• [Provided records]
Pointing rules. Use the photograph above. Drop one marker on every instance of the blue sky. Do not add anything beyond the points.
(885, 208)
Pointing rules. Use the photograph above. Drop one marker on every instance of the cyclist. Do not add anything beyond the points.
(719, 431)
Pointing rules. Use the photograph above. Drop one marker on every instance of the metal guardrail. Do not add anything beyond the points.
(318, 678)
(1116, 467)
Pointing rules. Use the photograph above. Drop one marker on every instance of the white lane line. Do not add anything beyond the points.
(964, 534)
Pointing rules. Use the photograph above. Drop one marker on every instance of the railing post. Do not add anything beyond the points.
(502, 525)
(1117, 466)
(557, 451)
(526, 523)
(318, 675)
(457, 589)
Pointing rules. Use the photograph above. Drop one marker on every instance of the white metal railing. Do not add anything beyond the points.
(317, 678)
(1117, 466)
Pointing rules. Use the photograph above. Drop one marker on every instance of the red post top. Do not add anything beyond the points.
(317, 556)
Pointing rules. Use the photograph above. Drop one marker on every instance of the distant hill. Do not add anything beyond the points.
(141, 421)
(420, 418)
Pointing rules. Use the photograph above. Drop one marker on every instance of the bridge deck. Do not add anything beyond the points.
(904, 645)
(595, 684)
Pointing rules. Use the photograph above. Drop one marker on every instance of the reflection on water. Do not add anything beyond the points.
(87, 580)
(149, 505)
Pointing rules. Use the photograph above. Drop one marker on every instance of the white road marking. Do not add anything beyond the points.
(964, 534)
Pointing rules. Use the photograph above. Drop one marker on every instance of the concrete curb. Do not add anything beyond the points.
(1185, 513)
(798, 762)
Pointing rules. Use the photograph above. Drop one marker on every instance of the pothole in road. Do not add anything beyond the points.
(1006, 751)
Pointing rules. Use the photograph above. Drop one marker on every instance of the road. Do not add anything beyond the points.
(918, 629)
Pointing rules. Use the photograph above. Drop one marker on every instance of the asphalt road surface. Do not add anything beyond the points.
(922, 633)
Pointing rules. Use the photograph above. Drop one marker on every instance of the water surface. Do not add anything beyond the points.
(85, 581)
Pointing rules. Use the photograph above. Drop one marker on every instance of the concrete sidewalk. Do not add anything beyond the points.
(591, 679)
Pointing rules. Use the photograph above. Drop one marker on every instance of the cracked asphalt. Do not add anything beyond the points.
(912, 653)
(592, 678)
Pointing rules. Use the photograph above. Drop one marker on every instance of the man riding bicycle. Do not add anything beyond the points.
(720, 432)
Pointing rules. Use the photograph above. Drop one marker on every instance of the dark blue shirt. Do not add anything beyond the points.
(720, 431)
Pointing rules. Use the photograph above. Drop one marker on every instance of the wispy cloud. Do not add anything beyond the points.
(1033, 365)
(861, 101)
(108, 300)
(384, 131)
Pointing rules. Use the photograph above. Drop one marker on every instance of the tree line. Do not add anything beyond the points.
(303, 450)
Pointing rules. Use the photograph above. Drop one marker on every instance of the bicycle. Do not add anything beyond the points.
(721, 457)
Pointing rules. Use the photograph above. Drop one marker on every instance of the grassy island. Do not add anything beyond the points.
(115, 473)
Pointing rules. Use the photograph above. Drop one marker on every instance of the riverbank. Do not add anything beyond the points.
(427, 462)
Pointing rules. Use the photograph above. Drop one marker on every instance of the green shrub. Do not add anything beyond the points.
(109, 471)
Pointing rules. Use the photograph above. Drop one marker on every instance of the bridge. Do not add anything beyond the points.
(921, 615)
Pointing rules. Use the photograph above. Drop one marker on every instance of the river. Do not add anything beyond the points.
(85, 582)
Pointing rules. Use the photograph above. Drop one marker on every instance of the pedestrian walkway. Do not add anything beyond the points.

• [Exercise objective]
Copy all of the entries above word for word, in the same order.

• [Solution]
Pointing rules. Use the photograph above. Drop one marker on every instance of the blue sky. Do not add anything beyond the points.
(885, 208)
Pointing rules. Use the photograph above. Drop one marker on every instance of the cyclist. Do not add anything beyond the points.
(719, 431)
Pointing rules. Use the photograph above. Drop one marker on every instance of the metal guardrail. Do not add anything beyond the points.
(318, 678)
(1116, 467)
Pointing rules. Use the photograph above. Drop one marker on every instance of the white lane line. Do not add anything beyond the points.
(964, 534)
Pointing rules. Use the photograph above. Drop one marker on every instance of the railing post. Do not add anything beyond the points.
(502, 525)
(1117, 466)
(557, 451)
(526, 523)
(318, 675)
(457, 589)
Pointing rules. Use the photograph above. Drop one marker on every instance of the white metal railing. Do not add anything beyond the points.
(317, 678)
(1117, 466)
Pointing rules. Use the photograph above. Drop one marker on every instance of the red post top. Do not add anything beyond the points.
(317, 556)
Pointing rules. Use the photograph above. Drop one marker on every instance of the distant hill. Do not add anything beyond the points.
(141, 421)
(420, 418)
Pointing rules. Use the photograph above. Drop one marker on every instance of the bridge deck. Do not add anything beyond the points.
(904, 645)
(595, 684)
Pointing rules. Use the photograph above. Drop one marker on every instance of the reflection on water. Do not add anything beyond the points.
(87, 580)
(149, 505)
Pointing rules. Use the photograph above. Drop one marker on every instance of the white road marking. Do not add anything beyond the points.
(964, 534)
Pointing rules. Use the photograph above. Drop one marker on every instance of the concrete curb. Do not add anything beyond the points.
(1185, 513)
(798, 762)
Pointing rules. Use the photograph above. Drop one marker on every instance of the pothole in road. Do not add anything beyond the points.
(1006, 751)
Pointing rules. Use the photograph above. Drop one marker on every instance of the road. Do not add anything beyond the points.
(918, 629)
Pointing rules. Use the photograph above. Drop one marker on every instance of the asphalt road surface. Do not add anything beyond the points.
(922, 633)
Pointing rules. Use the photograph above. Drop one marker on every instance of the water surface. Do not add anything beyond the points.
(85, 581)
Pointing rules. Use the photograph above. Drop one marker on every instance of the concrete sidewalk. Do not add anything beyond the points.
(591, 679)
Pointing rules. Use the photograph above. Drop one marker on every instance of the cracked asphalt. Do not add anything beyond the points.
(912, 653)
(592, 678)
Pointing rules. Use the photograph above. Drop one marker on every instance of the man riding bicycle. Do not add anything beyond the points.
(720, 432)
Pointing rules. Use the photograph above. Drop one marker on every instance of the dark blue shirt. Do not add anything beyond the points.
(720, 431)
Pointing rules. Use the photograph above. Drop one marker on every instance of the wispy cloud. Do not add anything beyond the points.
(1033, 365)
(861, 101)
(108, 300)
(384, 131)
Pointing rules. Use the photograph above. Drop one marker on every instance of the tree line. Do not add anything beyond the points.
(303, 450)
Pointing rules. Use the photograph above. Drop one marker on every instance of the bicycle. Do not add anything beyond the points.
(721, 457)
Pointing rules. Use the photograph above. Drop one marker on every instance of the grassy island. Do not add anything beyond the points.
(115, 473)
Pointing rules. Use the photograph above. Drop one marker on every instance of the riverbank. Do not add anything beyond the points.
(427, 462)
Pointing rules. Use the photograph above. Drop one marker on every instance of the green shrub. Do not add anything beyond the points.
(109, 471)
Pointing rules. Use the photograph above. Drop one marker on every instance of the bridge. Do not add anything beyond the points.
(921, 615)
Pointing rules. Use the photograph above. Drop one marker on every instance of the river. Do not add anything beyond the points.
(85, 582)
Pointing rules. Use the photograph above. Drop one marker on every instance of the pedestrian walkway. Do not add anything beyond the points.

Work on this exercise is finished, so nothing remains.